Rewrite all of these lines with "drill" changed to "exercise" everywhere it occurs, and leave everything else unchanged. Omit the pictures from your answer.

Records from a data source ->
--- begin ---

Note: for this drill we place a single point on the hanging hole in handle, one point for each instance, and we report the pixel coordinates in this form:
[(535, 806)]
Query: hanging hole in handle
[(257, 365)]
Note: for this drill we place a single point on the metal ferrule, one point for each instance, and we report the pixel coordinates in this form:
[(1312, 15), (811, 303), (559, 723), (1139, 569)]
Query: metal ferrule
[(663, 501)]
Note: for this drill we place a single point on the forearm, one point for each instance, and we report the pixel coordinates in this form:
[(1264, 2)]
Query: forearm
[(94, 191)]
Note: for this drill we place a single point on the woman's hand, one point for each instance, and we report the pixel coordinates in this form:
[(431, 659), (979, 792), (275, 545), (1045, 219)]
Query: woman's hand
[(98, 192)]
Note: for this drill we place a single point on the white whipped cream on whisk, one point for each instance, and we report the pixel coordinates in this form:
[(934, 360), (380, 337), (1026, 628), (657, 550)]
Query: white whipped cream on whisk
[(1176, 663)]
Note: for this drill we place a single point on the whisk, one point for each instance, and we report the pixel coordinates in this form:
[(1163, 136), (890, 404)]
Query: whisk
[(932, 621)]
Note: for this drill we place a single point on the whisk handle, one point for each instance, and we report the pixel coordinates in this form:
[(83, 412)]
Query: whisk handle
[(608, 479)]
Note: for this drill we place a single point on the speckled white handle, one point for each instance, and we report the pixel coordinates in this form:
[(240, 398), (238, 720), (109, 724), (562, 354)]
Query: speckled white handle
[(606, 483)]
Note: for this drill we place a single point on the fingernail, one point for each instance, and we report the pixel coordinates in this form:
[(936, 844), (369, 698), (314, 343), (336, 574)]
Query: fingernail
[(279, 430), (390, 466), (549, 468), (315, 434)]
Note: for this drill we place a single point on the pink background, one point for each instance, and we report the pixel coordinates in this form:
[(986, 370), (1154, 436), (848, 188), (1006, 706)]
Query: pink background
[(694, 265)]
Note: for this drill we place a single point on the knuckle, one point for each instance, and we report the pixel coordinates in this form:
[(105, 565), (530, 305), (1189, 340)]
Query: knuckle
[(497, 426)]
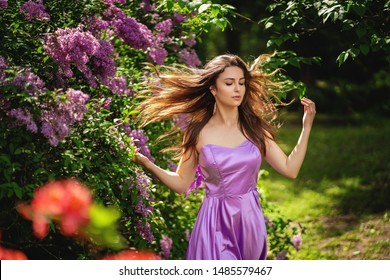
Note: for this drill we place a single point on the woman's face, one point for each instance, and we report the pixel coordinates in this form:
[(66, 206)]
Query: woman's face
[(229, 88)]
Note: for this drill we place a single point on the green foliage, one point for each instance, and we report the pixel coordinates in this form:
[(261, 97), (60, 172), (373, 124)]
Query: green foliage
[(98, 149), (364, 23)]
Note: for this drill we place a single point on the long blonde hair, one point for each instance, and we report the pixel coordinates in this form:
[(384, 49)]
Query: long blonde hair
[(184, 90)]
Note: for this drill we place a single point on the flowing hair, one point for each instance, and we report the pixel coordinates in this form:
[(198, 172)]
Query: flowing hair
[(184, 90)]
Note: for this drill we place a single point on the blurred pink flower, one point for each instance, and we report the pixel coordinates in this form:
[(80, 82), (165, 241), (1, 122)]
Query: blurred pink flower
[(66, 202), (132, 255)]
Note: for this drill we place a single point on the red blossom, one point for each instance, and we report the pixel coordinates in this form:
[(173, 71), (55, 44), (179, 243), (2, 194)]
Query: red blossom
[(66, 202), (11, 254), (132, 255)]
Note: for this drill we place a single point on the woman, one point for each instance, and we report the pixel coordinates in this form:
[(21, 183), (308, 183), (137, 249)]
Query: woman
[(228, 137)]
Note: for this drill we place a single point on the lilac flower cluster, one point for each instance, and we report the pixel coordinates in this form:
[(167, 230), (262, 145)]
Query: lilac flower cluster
[(104, 66), (145, 231), (142, 182), (189, 57), (72, 45), (3, 4), (164, 26), (136, 34), (166, 246), (118, 85), (296, 240), (140, 140), (56, 122), (3, 64), (23, 117), (146, 6), (34, 10), (141, 208), (29, 82), (282, 255)]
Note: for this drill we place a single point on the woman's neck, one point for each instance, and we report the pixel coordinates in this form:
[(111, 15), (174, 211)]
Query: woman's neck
[(227, 116)]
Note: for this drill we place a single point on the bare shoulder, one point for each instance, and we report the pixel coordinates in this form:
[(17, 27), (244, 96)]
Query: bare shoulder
[(204, 135)]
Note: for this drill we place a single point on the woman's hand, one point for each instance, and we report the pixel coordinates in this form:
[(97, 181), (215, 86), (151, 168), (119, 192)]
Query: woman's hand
[(309, 108), (140, 159)]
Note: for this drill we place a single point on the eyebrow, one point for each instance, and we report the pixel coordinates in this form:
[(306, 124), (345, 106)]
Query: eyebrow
[(233, 78)]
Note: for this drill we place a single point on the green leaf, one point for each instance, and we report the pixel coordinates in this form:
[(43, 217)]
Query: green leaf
[(360, 9), (342, 57), (365, 49)]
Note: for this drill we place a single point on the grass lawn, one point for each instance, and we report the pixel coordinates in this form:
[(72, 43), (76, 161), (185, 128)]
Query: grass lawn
[(342, 194)]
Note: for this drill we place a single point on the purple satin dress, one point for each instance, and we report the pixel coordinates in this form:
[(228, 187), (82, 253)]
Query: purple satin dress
[(230, 223)]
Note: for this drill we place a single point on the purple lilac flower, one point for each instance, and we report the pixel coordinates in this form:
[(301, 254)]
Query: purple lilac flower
[(296, 241), (142, 182), (189, 57), (145, 231), (56, 122), (187, 232), (136, 34), (140, 140), (164, 26), (107, 104), (141, 208), (189, 41), (166, 246), (24, 117), (3, 4), (281, 255), (96, 25), (104, 66), (3, 64), (178, 18), (29, 82), (34, 10), (118, 85), (72, 45), (112, 12), (158, 55), (115, 1), (145, 5)]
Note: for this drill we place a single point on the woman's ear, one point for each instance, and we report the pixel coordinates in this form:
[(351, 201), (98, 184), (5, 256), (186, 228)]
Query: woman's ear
[(212, 90)]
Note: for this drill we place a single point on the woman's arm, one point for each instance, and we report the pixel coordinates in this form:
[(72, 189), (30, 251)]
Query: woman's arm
[(178, 181), (289, 166)]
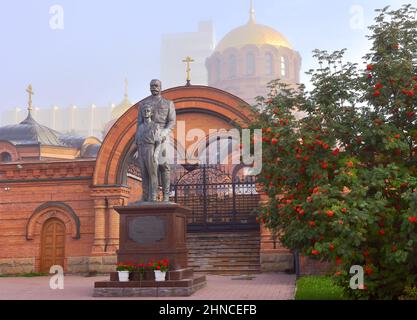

--- end ---

TASK SOLUTION ->
Note: for this exercise we place a single point on the hanging hole in handle, one point for each instance, and we report the pixel coordinates in this form:
[(535, 806)]
Query: hanging hole in handle
[(257, 365)]
Note: for this exercise we place a single point on the metal ferrule, one point for each instance, and we report the pixel coordinates in this form:
[(1312, 15), (811, 303), (559, 723), (1139, 569)]
Query: metal ferrule
[(663, 501)]
Note: for this exercise we place a single point on the forearm, one point for each instance, and we report the pixel coordinates in this form:
[(1264, 2)]
Query: forearm
[(94, 191)]
Note: for this exercise we place a single point on the woman's hand, one point for each instance, and we report the pixel coordinates in this form:
[(431, 659), (979, 792), (275, 545), (1045, 219)]
Query: woman's hand
[(98, 192)]
Note: for this exercise we place a single point on the white whipped cream on whisk, one point for each instance, and we report the pixel coordinates in this form:
[(934, 360), (380, 337), (1026, 628), (657, 550)]
Query: white whipped cream on whisk
[(1176, 663)]
Note: for this exercise we place a single point on the whisk, one point for each instance, and we report the pixel coordinates in this form:
[(1163, 136), (890, 404)]
Query: whisk
[(932, 621)]
Note: for this exercise we place a single point on the whisk handle, one point for each instance, and we report the pixel coordinates in this form:
[(83, 412)]
Query: whisk handle
[(608, 479)]
Note: for this exercise we place a single point on the speckled white handle, one point for each instance, and we report the pixel coordinates in this form:
[(240, 398), (238, 720), (109, 724), (562, 354)]
Query: speckled white handle
[(606, 483)]
Note: for this exercise we place a single point on the fingernail, one point for each instance, and we report the pixel coordinates in this form:
[(936, 844), (369, 698), (314, 343), (336, 574)]
Query: fingernail
[(279, 430), (390, 466), (549, 468), (315, 434)]
Note: for this exercise we place a single point on the pink background, one point for each instance, and we report the pixel coordinates in this form:
[(986, 370), (1154, 436), (848, 188), (1006, 706)]
Query: pink background
[(694, 265)]
Note: for this exercise we place a single point on the knuckle, one point for each instance, and we report the pixel coordinates in this form:
[(105, 565), (530, 305), (1189, 340)]
Query: knuckle
[(497, 426)]
Note: for this exercise we place a single point on the woman's face, one point for each instance, and we report the pixel coordinates in this form:
[(66, 206)]
Query: woman's face
[(229, 88)]
Note: for this exercise we place a single point on the green foliage, one point for each instance, and we report the pixel coordinates in this form:
[(261, 97), (60, 172), (373, 124)]
Query: green foliage
[(98, 149), (364, 23)]
Note: for this exercise we place a single point on the long blonde hair, one point for each instance, and we report the pixel coordinates in this form:
[(384, 49)]
Query: long blonde hair
[(184, 90)]
Note: for this exercise we place a single point on the flowing hair, one point for each instance, and we report the pixel coordinates in this form:
[(198, 172)]
Query: flowing hair
[(184, 90)]
Note: for this exercise we place a single point on the blurred pink flower, one point for each instance, and we report the pixel coordinates in this form:
[(80, 82), (165, 241), (1, 122)]
Query: blurred pink flower
[(66, 202), (132, 255)]
Note: for this exercise we place a single point on the red blossom, one point for each instance, and we report the pixel coordinates in this form:
[(173, 71), (55, 44), (179, 243), (2, 194)]
Query: red blossom
[(66, 202), (11, 254), (132, 255)]
Note: for this exercise we place a single point on the woman, one point for each instance, and we report the pixel coordinates in this form:
[(21, 183), (308, 183), (137, 249)]
Query: woman
[(228, 137)]
Note: for this exercise we place a single point on the lilac flower cluster, one point for each instance, and we report the pixel coordinates in this form:
[(167, 230), (262, 145)]
Query: lilac flower cluster
[(104, 66), (145, 231), (142, 182), (189, 57), (72, 45), (3, 4), (164, 26), (136, 34), (166, 246), (118, 85), (296, 240), (140, 140), (56, 122), (3, 64), (23, 117), (146, 6), (34, 10), (141, 208), (29, 82), (282, 255)]
Note: for this exercise we place a single point on the woman's neck, one point for each instance, and we report the pixel coordinates in this form:
[(111, 15), (174, 211)]
Query: woman's neck
[(227, 116)]
Note: for this exercise we place a single point on the bare shoulder, one point for each instance, and we report the pixel coordinates in this form:
[(17, 27), (244, 96)]
Query: bare shoulder
[(204, 135)]
Note: for this exercise we place a single point on the woman's hand, one point for each instance, and we report the pixel coordinates in this form:
[(97, 181), (215, 86), (151, 168), (119, 192)]
Query: woman's hand
[(309, 108), (140, 159)]
Note: for this exercise we place a single point on the eyebrow, one point for each instance, and we report the pixel coordinates in this form:
[(306, 124), (345, 106)]
Query: eyebrow
[(233, 78)]
Note: for this exercise we place a single point on the green leaf, one point for each instance, and we report the pixel coordinates in this form:
[(43, 217)]
Query: green leaf
[(360, 9), (342, 57), (365, 49)]
Note: for this exercise we place a single point on the grass lawn, one point for each instance, and we report the pixel coordinates in this form:
[(72, 43), (76, 161), (185, 128)]
Query: grass lawn
[(342, 194)]
Note: for this exercise we place a single point on the purple satin dress, one point for each instance, and we report the pixel coordinates in this form:
[(228, 187), (82, 253)]
Query: purple satin dress
[(230, 223)]
Note: for this exercise we place a single point on the purple lilac flower, one point for each instance, and we report the pixel coordinates in this form:
[(301, 254)]
Query: purple lilac flower
[(296, 241), (142, 182), (189, 57), (145, 231), (56, 122), (187, 232), (136, 34), (140, 140), (164, 26), (107, 104), (141, 208), (189, 41), (166, 246), (24, 117), (3, 4), (281, 255), (96, 25), (104, 66), (3, 64), (178, 18), (29, 82), (34, 10), (118, 85), (72, 45), (112, 12), (158, 55), (115, 1), (145, 5)]
Note: for this exercise we place a single point on the woman's ear, one point for each instance, and we report the pixel coordinates in this form:
[(351, 201), (98, 184), (5, 256), (186, 228)]
Query: woman's ear
[(212, 90)]
Note: for this exercise we place a single point on the woman's arm, one point for each instance, and we report the pixel coordinates in this form:
[(72, 189), (30, 251)]
Query: woman's arm
[(178, 181), (289, 166)]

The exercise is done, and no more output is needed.